═════ Exercise input ═════
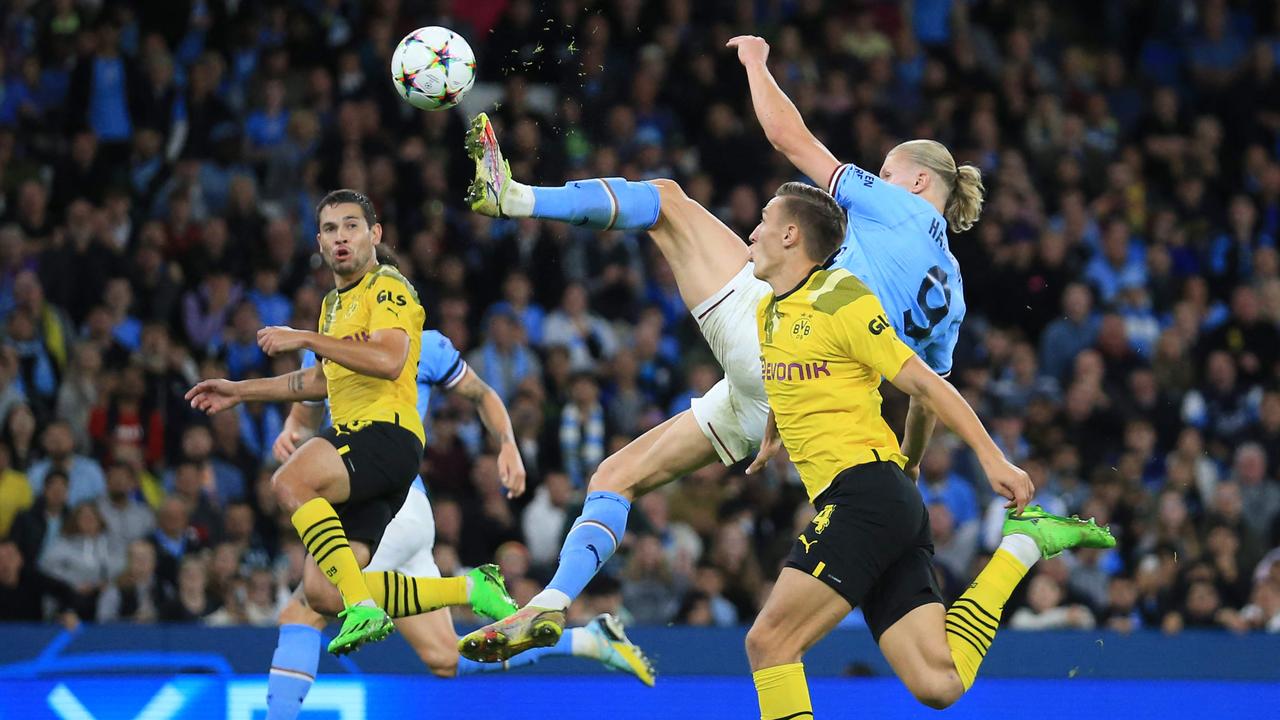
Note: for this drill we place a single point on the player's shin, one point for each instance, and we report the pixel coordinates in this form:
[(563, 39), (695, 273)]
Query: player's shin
[(599, 203), (784, 692), (594, 538), (402, 595), (974, 618), (325, 540), (293, 670)]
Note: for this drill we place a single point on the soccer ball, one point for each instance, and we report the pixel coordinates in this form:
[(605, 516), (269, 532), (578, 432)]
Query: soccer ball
[(433, 68)]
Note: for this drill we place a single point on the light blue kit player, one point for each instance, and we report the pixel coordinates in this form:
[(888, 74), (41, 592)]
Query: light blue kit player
[(896, 237), (896, 242), (407, 547)]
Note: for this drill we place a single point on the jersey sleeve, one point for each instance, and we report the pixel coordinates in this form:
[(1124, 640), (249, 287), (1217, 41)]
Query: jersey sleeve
[(867, 336), (863, 195), (393, 305), (442, 364)]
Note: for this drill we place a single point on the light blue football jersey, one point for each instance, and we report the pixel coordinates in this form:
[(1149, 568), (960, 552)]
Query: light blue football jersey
[(896, 242), (439, 365)]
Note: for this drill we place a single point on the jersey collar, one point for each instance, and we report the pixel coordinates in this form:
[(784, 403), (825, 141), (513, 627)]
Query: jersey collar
[(804, 282), (342, 290)]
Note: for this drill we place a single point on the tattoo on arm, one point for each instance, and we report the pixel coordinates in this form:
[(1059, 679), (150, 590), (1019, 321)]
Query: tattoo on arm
[(472, 387)]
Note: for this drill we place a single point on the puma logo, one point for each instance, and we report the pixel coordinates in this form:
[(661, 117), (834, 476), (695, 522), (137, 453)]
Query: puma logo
[(823, 519)]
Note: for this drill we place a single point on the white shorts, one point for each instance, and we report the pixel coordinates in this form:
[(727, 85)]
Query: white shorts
[(408, 540), (734, 411)]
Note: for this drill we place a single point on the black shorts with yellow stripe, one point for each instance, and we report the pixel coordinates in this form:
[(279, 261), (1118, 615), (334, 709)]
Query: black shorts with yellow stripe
[(382, 461), (871, 542)]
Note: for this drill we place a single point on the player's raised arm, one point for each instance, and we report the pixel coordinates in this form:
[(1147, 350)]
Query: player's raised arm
[(216, 395), (778, 115), (497, 420)]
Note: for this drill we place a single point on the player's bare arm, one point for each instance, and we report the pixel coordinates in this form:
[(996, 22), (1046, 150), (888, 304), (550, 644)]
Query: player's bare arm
[(497, 420), (300, 425), (383, 355), (216, 395), (917, 379), (778, 117)]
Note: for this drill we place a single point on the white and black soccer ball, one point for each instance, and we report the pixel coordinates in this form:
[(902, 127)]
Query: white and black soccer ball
[(433, 68)]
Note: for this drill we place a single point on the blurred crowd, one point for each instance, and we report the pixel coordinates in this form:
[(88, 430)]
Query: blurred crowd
[(158, 178)]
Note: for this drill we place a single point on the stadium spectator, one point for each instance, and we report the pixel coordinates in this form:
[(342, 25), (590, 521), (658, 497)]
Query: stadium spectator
[(127, 519), (136, 595), (82, 559), (1045, 609)]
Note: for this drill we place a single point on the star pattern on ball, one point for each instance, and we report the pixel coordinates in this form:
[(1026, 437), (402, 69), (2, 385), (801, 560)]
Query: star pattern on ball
[(449, 96), (407, 80), (443, 57)]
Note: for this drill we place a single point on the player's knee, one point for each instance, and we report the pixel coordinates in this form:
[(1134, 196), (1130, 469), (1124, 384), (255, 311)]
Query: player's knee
[(612, 475), (297, 614), (937, 689), (767, 645)]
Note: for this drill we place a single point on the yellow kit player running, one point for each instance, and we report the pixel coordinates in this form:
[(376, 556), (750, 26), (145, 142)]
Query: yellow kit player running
[(346, 484), (824, 345)]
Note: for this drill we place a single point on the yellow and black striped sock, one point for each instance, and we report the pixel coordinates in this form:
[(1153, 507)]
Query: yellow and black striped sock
[(784, 692), (402, 595), (325, 540), (973, 619)]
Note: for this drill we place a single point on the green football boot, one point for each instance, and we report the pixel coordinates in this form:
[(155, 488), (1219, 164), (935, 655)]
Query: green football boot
[(1054, 533), (530, 627), (493, 173), (489, 593), (361, 624)]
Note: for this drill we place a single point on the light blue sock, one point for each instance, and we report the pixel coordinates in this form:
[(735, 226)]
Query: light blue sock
[(607, 204), (590, 542), (563, 647), (293, 670)]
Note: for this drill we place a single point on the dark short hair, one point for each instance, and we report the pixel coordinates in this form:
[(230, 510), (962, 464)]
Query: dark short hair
[(339, 196), (818, 217)]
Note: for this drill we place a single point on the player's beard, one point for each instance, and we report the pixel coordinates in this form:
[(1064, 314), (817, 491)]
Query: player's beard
[(352, 264)]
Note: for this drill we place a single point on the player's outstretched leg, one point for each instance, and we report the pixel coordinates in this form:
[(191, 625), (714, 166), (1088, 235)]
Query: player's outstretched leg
[(402, 596), (703, 253), (603, 639), (658, 456), (304, 486), (599, 203), (296, 659), (940, 664)]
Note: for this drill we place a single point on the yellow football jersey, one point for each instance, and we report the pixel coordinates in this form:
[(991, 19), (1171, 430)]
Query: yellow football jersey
[(823, 350), (383, 299)]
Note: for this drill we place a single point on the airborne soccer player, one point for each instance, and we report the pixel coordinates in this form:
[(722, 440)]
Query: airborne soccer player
[(824, 343), (343, 486)]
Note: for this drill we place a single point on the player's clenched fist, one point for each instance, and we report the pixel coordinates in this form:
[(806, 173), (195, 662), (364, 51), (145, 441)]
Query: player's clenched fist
[(213, 396), (750, 49)]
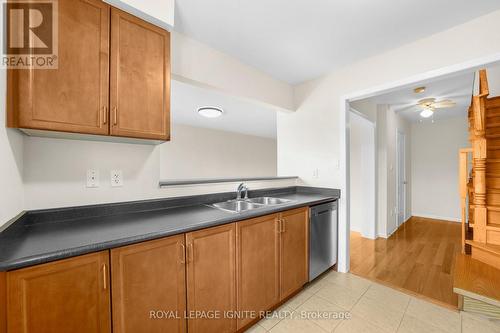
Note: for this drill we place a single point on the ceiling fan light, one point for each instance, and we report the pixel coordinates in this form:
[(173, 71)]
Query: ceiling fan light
[(426, 113)]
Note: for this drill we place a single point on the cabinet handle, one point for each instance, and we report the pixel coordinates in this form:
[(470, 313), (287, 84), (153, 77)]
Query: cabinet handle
[(190, 252), (183, 253), (104, 277), (105, 115)]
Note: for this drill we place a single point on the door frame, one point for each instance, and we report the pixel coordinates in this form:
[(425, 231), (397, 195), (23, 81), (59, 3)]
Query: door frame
[(408, 82), (400, 169), (371, 232)]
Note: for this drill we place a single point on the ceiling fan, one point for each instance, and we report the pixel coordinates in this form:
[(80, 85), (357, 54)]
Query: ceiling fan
[(429, 106)]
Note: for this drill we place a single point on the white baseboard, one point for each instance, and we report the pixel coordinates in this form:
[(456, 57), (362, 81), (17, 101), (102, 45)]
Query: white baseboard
[(436, 217)]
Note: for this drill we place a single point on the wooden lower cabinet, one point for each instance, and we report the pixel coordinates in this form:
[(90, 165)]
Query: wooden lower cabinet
[(234, 272), (149, 287), (70, 295), (258, 265), (211, 279), (294, 251)]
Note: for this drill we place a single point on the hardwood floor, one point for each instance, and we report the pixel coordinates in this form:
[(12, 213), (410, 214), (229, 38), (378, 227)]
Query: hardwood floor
[(418, 258)]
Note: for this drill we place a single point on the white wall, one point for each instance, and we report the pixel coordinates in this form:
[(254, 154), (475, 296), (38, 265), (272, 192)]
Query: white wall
[(319, 119), (494, 80), (201, 65), (45, 173), (157, 12), (11, 162), (206, 153), (435, 167)]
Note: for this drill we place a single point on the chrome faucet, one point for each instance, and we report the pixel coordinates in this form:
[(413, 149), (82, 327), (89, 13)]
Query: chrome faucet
[(242, 188)]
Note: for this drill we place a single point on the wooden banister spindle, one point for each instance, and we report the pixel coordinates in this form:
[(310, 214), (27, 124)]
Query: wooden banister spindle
[(479, 153)]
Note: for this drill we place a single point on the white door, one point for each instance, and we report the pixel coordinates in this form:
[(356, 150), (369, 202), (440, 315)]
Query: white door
[(362, 175), (401, 178)]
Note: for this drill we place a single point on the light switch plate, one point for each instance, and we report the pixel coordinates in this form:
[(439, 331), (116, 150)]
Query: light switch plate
[(92, 178), (116, 178)]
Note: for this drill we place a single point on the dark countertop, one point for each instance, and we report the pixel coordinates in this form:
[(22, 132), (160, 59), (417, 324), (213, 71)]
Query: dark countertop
[(48, 235)]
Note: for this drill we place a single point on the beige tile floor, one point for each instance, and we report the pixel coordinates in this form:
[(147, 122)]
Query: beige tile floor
[(373, 308)]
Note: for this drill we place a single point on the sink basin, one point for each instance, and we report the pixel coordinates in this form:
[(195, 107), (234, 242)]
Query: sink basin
[(269, 201), (236, 206)]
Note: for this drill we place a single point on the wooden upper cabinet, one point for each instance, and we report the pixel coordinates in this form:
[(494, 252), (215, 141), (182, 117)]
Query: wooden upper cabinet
[(211, 278), (294, 246), (74, 97), (70, 295), (146, 278), (258, 268), (140, 78)]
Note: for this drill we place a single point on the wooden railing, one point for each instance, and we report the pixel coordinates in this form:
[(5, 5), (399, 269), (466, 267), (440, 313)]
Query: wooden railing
[(463, 179), (479, 155)]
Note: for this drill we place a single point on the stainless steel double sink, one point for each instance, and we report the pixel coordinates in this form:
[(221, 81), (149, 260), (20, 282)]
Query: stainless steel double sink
[(237, 206)]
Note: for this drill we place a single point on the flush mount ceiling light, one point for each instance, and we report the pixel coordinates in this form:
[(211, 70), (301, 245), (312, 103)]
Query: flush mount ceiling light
[(419, 90), (426, 113), (210, 111)]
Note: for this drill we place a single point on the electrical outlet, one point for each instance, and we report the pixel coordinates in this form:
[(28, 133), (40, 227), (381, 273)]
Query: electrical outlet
[(92, 178), (116, 178), (316, 173)]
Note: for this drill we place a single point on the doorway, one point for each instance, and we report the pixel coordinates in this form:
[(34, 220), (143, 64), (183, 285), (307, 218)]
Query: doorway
[(401, 178), (362, 163)]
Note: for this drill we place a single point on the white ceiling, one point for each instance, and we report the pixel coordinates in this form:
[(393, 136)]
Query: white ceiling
[(239, 116), (457, 88), (297, 40)]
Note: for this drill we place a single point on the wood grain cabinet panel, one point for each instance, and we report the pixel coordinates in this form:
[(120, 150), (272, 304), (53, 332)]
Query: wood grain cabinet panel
[(148, 286), (140, 78), (258, 247), (73, 97), (70, 295), (211, 279), (294, 252)]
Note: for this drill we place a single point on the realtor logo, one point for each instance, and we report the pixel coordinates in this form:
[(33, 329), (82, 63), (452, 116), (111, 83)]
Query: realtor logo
[(30, 39)]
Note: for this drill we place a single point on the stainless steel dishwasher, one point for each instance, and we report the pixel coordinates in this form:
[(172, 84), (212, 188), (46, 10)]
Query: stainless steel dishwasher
[(322, 238)]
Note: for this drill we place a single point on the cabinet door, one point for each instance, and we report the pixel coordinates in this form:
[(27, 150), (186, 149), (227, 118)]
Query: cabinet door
[(211, 275), (148, 286), (70, 295), (73, 97), (140, 78), (294, 246), (257, 262)]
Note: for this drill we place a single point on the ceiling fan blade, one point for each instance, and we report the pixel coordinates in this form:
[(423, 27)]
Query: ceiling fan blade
[(404, 108), (444, 104), (426, 101)]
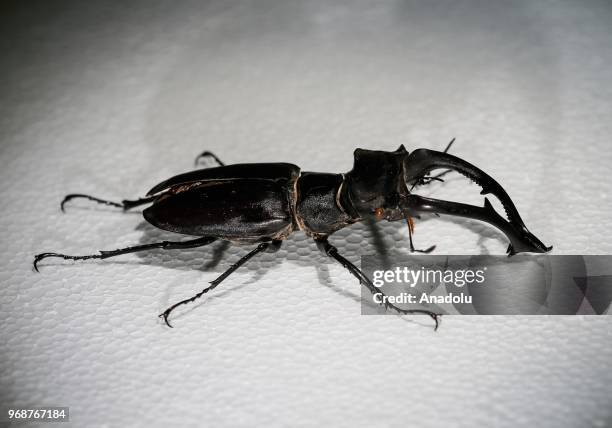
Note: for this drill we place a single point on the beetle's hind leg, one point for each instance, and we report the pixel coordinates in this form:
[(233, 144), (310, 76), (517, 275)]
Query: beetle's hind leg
[(329, 250), (272, 247), (207, 154), (125, 204), (165, 245)]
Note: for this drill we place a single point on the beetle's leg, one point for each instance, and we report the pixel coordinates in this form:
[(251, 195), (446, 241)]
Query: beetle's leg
[(426, 179), (125, 204), (520, 238), (421, 161), (331, 251), (264, 246), (165, 245), (208, 154), (410, 223)]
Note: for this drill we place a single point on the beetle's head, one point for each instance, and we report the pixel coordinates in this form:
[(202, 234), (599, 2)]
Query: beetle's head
[(376, 183)]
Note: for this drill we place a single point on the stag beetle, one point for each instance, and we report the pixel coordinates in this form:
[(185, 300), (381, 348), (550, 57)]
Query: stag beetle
[(263, 203)]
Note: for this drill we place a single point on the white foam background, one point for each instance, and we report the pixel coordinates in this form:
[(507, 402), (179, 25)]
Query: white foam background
[(109, 100)]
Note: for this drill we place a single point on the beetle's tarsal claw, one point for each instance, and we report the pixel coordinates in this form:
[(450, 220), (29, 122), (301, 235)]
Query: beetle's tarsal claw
[(425, 251), (164, 316), (41, 256), (437, 319)]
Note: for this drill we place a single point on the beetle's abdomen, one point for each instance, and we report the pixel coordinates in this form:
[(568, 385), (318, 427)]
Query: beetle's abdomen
[(318, 210), (246, 210)]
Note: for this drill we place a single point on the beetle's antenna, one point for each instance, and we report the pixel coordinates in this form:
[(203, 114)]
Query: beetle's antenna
[(438, 177), (125, 204)]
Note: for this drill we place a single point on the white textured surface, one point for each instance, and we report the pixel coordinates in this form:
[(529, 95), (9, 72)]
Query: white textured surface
[(108, 101)]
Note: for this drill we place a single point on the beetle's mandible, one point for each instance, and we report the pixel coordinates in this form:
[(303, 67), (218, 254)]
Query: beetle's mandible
[(263, 203)]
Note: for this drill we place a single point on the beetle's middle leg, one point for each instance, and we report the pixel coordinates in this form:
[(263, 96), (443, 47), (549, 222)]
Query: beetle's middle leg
[(329, 250), (271, 247), (165, 245)]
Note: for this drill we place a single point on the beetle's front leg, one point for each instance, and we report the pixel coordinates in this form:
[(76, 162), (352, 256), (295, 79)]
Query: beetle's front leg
[(329, 250), (422, 161)]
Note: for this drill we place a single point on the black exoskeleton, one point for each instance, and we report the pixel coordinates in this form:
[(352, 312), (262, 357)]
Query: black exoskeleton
[(264, 203)]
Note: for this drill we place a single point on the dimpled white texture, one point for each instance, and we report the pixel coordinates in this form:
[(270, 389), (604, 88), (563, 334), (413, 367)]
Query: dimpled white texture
[(110, 100)]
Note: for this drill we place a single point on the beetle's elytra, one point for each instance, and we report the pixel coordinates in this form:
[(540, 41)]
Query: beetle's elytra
[(263, 203)]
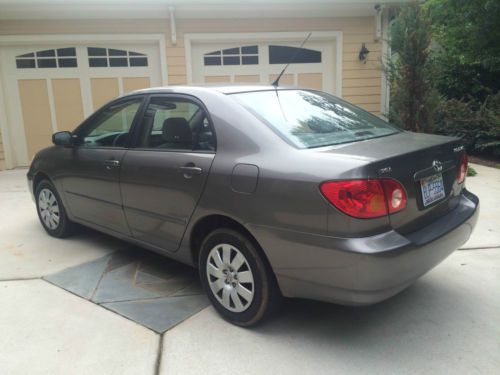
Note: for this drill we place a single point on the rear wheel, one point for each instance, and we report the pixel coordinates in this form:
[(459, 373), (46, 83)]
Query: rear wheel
[(51, 212), (236, 278)]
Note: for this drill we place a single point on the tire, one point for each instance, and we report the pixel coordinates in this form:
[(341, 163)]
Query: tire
[(51, 211), (237, 279)]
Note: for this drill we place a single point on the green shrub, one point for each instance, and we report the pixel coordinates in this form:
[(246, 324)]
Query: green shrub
[(477, 123)]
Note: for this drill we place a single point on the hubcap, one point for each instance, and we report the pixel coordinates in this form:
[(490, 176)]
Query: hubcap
[(49, 209), (230, 277)]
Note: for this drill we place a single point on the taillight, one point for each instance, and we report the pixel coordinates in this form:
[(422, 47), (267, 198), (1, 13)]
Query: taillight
[(462, 170), (365, 199)]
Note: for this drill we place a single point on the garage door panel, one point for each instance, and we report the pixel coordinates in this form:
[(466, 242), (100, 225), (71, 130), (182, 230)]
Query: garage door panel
[(135, 83), (103, 90), (68, 103), (247, 78), (311, 80), (217, 79), (35, 108), (261, 61), (286, 79)]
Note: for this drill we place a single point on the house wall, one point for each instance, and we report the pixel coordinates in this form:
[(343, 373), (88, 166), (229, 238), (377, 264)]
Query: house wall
[(2, 154), (361, 82)]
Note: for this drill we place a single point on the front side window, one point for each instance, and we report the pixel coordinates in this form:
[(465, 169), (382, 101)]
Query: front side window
[(176, 124), (310, 119), (111, 127)]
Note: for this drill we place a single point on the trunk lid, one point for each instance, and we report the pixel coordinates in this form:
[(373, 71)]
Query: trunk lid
[(409, 158)]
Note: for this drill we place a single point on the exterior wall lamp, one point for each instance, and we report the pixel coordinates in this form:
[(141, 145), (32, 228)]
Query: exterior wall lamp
[(363, 53)]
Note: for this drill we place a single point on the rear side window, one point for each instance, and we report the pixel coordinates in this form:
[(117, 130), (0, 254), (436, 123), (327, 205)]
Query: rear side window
[(310, 119), (176, 124)]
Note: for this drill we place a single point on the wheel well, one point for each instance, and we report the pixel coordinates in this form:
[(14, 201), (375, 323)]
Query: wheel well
[(210, 223), (39, 177)]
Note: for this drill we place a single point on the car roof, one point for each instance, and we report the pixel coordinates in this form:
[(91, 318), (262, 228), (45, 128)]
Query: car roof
═════
* Given problem *
Reproduce the stretch of the listing from the line containing "jersey sleeve, one" through the line containing "[(867, 336), (863, 195), (393, 305), (442, 364)]", substituting "shirt sleeve" for "jersey sleeve" and leaving everything else unchanged.

* Exercise output *
Note: for this drill we place a single point on the shirt sleeve, one point for each instance, and we report the pixel coordinates in this form:
[(1124, 640), (249, 287), (1217, 41)]
Query: shirt sleeve
[(867, 336), (863, 195), (393, 305), (442, 364)]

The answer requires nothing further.